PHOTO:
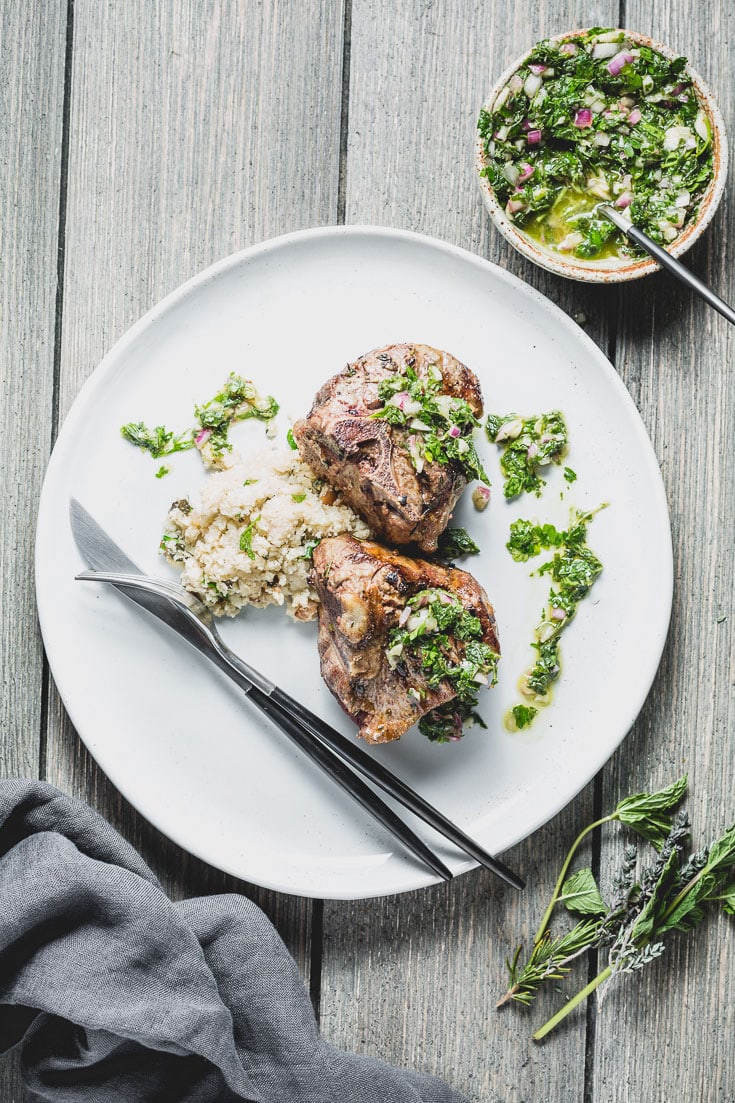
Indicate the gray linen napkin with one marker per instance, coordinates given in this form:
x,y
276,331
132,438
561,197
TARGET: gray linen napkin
x,y
117,995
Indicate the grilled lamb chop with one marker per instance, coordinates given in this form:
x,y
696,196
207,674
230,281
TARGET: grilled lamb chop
x,y
372,448
371,600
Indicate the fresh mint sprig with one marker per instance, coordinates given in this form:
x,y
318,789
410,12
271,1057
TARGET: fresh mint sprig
x,y
669,895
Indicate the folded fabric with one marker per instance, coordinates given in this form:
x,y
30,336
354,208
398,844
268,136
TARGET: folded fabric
x,y
117,995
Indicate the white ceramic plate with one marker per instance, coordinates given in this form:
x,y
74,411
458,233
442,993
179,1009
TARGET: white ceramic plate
x,y
173,736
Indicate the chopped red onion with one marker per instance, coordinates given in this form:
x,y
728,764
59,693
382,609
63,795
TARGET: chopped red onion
x,y
531,85
604,49
615,64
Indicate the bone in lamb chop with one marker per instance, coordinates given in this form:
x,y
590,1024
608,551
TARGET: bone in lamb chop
x,y
393,432
402,640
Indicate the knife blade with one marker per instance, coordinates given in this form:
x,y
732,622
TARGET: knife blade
x,y
99,552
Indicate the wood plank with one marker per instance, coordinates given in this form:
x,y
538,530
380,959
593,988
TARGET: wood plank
x,y
675,356
429,966
32,96
32,90
195,129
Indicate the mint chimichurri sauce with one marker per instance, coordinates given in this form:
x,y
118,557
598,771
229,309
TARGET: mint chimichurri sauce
x,y
597,118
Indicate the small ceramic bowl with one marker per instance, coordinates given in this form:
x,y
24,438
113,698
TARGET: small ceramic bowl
x,y
613,269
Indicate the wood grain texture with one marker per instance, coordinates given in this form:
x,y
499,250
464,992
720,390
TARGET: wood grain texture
x,y
31,95
677,356
414,978
195,129
31,98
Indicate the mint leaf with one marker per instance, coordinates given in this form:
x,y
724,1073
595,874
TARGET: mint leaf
x,y
581,895
647,812
722,853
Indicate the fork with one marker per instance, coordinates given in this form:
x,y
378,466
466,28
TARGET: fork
x,y
330,749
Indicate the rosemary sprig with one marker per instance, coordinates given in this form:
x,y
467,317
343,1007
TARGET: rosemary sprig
x,y
668,895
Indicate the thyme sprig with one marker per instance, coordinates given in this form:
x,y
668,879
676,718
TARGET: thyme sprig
x,y
670,893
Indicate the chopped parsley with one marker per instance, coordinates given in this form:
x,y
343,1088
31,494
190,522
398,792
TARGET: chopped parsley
x,y
455,543
246,537
439,426
573,569
159,441
238,400
528,445
597,117
441,639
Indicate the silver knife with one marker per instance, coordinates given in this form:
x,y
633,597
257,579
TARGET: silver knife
x,y
100,553
329,748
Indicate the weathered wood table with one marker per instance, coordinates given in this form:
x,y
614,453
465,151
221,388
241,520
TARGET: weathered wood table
x,y
142,140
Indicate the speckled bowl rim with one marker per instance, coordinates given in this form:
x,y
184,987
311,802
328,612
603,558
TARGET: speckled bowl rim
x,y
603,271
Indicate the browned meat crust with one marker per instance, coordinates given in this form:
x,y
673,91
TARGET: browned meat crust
x,y
363,588
366,459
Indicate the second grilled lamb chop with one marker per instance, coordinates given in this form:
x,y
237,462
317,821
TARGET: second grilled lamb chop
x,y
401,639
393,432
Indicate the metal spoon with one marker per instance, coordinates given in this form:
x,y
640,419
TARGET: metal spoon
x,y
668,261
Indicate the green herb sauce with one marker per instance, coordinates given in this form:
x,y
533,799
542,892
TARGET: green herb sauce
x,y
439,426
446,642
573,569
246,537
238,400
528,445
597,118
455,543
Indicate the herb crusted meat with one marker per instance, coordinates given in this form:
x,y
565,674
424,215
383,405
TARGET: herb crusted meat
x,y
393,432
402,640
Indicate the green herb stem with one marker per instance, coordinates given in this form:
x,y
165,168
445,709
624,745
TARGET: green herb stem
x,y
562,877
568,1007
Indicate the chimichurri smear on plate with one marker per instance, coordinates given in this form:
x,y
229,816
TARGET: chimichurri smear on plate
x,y
597,118
528,445
573,569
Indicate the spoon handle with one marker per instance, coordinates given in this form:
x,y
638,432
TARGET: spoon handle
x,y
670,263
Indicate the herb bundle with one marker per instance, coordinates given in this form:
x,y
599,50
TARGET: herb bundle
x,y
439,426
528,445
573,570
670,893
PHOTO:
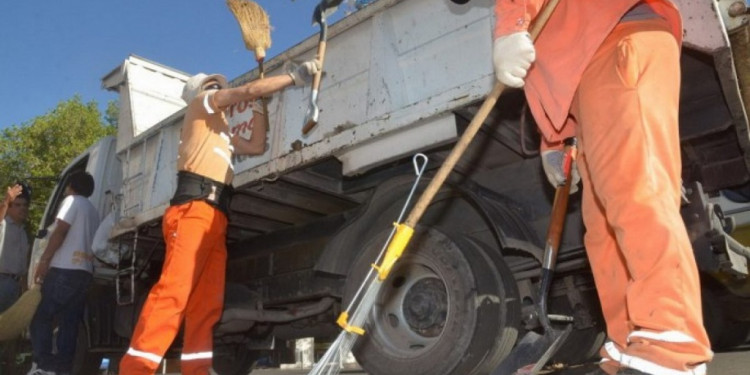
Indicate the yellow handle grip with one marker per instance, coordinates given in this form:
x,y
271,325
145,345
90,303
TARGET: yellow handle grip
x,y
395,249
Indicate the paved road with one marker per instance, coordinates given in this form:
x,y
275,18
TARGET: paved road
x,y
734,363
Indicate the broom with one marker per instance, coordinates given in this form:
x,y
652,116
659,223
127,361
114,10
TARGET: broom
x,y
17,317
256,32
402,233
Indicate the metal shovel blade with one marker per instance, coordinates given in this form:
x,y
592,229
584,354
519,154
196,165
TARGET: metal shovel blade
x,y
532,352
313,112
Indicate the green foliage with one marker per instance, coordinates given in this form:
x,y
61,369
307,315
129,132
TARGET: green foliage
x,y
38,150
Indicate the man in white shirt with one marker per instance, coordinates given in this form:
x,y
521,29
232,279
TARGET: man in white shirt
x,y
65,272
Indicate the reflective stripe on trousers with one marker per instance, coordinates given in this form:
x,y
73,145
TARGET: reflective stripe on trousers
x,y
626,109
190,291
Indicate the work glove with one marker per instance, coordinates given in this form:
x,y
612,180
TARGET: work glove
x,y
302,74
257,106
552,162
512,55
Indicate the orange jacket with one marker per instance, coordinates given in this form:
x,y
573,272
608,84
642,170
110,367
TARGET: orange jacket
x,y
563,50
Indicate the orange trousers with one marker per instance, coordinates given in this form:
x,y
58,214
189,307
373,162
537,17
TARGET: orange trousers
x,y
190,289
626,108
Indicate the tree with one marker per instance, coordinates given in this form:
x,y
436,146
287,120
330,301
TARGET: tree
x,y
38,150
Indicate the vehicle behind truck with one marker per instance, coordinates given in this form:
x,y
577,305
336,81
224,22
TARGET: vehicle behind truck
x,y
309,216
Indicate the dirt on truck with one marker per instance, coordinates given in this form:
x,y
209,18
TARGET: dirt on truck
x,y
310,215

WHAT THE TASK REQUIRES – Every line of the material should be repeated precisely; pictures are to be excluded.

YOUR SOLUTION –
PHOTO:
Indicate the gray linen napkin with one marker per instance, coordinates given in this form:
x,y
276,331
132,438
561,197
TARGET: gray linen napkin
x,y
117,995
Indicate the grilled lamb chop with one marker per instance, coordinates given in this form:
x,y
696,196
207,674
230,281
TARGET: grilled lamb chop
x,y
372,448
371,600
Indicate the fresh mint sprig with one marker per instance, coordinates given in this form:
x,y
318,789
410,12
271,1057
TARGET: fresh mint sprig
x,y
669,895
Indicate the folded fabric with one marker per instance, coordinates given in this form:
x,y
30,336
354,208
398,844
268,136
TARGET: folded fabric
x,y
117,995
Indicate the white ceramic plate with one marker per instance, coordinates given in this form:
x,y
74,411
458,233
442,993
179,1009
TARGET: white ceramic plate
x,y
173,736
Indicate the chopped red onion with one marker per instance, coordinates given in this form:
x,y
728,764
59,693
382,609
63,795
TARGET: chopped red onion
x,y
531,85
604,49
615,64
Indicate the bone in lamb chop with one marker per instance, coordinates given in this form:
x,y
590,1024
608,551
TARGET: bone in lamb chop
x,y
393,432
402,640
Indicate the knife blade with one marker per instance, coordinates given in this form:
x,y
732,622
TARGET: knife blade
x,y
99,552
Indicate the wood plank with one marker per instance, coordinates given in this form:
x,y
538,530
380,959
593,988
TARGET: wood plank
x,y
675,356
429,966
32,96
32,90
195,129
Indicate the mint chimichurri sauce with one marker per instance, coordinates given in this form:
x,y
118,557
598,771
229,309
TARGET: mint chimichurri sauce
x,y
597,118
Indicate the small ceramic bowl with one marker per instance, coordinates given in this form:
x,y
24,438
113,698
TARGET: small ceramic bowl
x,y
613,269
Indicate the wood grain texture with one marker per instance, coordinates given in this form:
x,y
499,250
464,992
720,390
TARGET: wood grain texture
x,y
31,95
677,356
414,978
195,129
31,98
Indicate the mint leaf with one marker per instance, coordinates given in this form:
x,y
724,1073
595,874
TARGET: mint leaf
x,y
581,895
647,812
722,853
Indicate the fork with one marker per instance, coordinates given in this form:
x,y
378,466
466,28
TARGET: fork
x,y
330,749
Indicate the rosemary sprig with one marker per instance, coordinates given in this form:
x,y
467,317
343,1007
TARGET: rosemary sprig
x,y
668,895
Indicate the thyme sprig with one marker per instance, coordinates given in this form:
x,y
668,879
676,718
TARGET: thyme sprig
x,y
670,893
Indicate the chopped parsley with one marker per instance, coordinates given in this form:
x,y
343,1088
31,494
190,522
398,792
TARGET: chopped parsley
x,y
455,543
246,537
439,426
573,569
159,441
238,400
528,445
597,117
441,639
Indicate the silver knife with one marker per instance, coordinates given in this form:
x,y
633,597
257,579
TARGET: silver knife
x,y
100,553
329,748
Indicate the weathered wood table with one marker per instance, coordinates given in this form:
x,y
614,453
465,151
221,388
241,520
TARGET: weathered wood table
x,y
142,140
Indicate the speckled bowl rim with one marker per instance, coordinates given in this form:
x,y
184,987
311,802
328,612
603,558
TARGET: speckled bowl rim
x,y
603,271
Indicate the browned meat crust with one marker per instance, coordinates given in this form:
x,y
673,91
TARGET: browned meat crust
x,y
363,588
366,459
Indicate the second grilled lamb chop with one marker per instance, coordinates given in this form:
x,y
237,462
317,821
TARGET: second grilled lamb chop
x,y
401,639
393,432
Indicate the metal spoon with one marker per instance, coordinates given in this form:
x,y
640,419
TARGET: metal spoon
x,y
668,261
Indicate the green herb sauce with one marker per instance, coordinates given in this form:
x,y
533,799
542,892
TARGET: green herb sauce
x,y
439,426
446,642
573,569
246,537
238,400
528,445
597,118
455,543
Indicate the herb crusted meat with one marker per instance, coordinates given in this form:
x,y
565,674
424,215
383,405
TARGET: herb crusted meat
x,y
393,432
402,640
Indicate the green herb stem with one marker per instance, coordinates given in this form:
x,y
165,168
445,709
624,745
TARGET: green herb stem
x,y
562,877
568,1007
Indicate the chimichurri smear on plate with one marker per instance, coordinates given in this form:
x,y
229,816
TARGET: chimichurri smear on plate
x,y
597,118
528,445
573,569
Indicate the spoon handle with one marker per instance, coordinates given in this form:
x,y
638,432
TARGET: spoon handle
x,y
670,263
Indicate the herb bundle with one marker per instance, coordinates given in this form:
x,y
599,50
TARGET: herb bundle
x,y
439,426
528,445
573,570
670,893
PHOTO:
Indicate the yellow handle grip with one marker per instance, coordinates given in this form:
x,y
271,325
145,345
90,303
TARGET: yellow handle grip
x,y
395,249
Indicate the paved road with one marker per instance, coordinates given in this form:
x,y
275,18
TARGET: paved road
x,y
734,363
Indicate the broom with one marker per instance, coordinates given in this form:
x,y
652,116
659,223
127,361
114,10
TARGET: broom
x,y
17,317
256,32
402,233
Indicate the metal shovel blade with one marker per instance, coordinates given in this form:
x,y
592,229
584,354
519,154
196,165
TARGET: metal shovel blade
x,y
532,352
313,112
Indicate the green foliage with one marker per instance, coordinates given in this form:
x,y
61,369
307,315
129,132
TARGET: green foliage
x,y
38,150
Indicate the man in white shirt with one marker per instance, coordinates given in this form:
x,y
521,29
232,279
TARGET: man in white shirt
x,y
65,272
Indicate the reflective stripe on trousers with one marker per instance, coordinates given in this form:
x,y
73,145
TARGET: reflective stripe on trousers
x,y
626,109
190,291
Indicate the work glove with one marker per instance, coordinates given in this form:
x,y
612,180
TARGET: work glove
x,y
302,74
257,106
552,162
512,55
Indicate the orange jacket with one marker per instance, coordinates given in this form:
x,y
573,272
608,84
642,170
110,367
TARGET: orange jacket
x,y
563,50
Indicate the orange trousers with one marker per instance, coordinates given in this form:
x,y
58,214
189,307
373,162
537,17
TARGET: orange trousers
x,y
190,289
626,108
Indicate the tree with one marker per instance, coordinates given in this form:
x,y
436,146
287,120
330,301
TARGET: tree
x,y
38,150
Indicate the vehicle behind truck with one marker per instance, coordinates given in this form:
x,y
577,305
336,81
224,22
TARGET: vehicle behind truck
x,y
309,216
Indicate the dirt on truck with one marker per instance, coordinates given in this form:
x,y
209,18
TARGET: dirt on truck
x,y
310,215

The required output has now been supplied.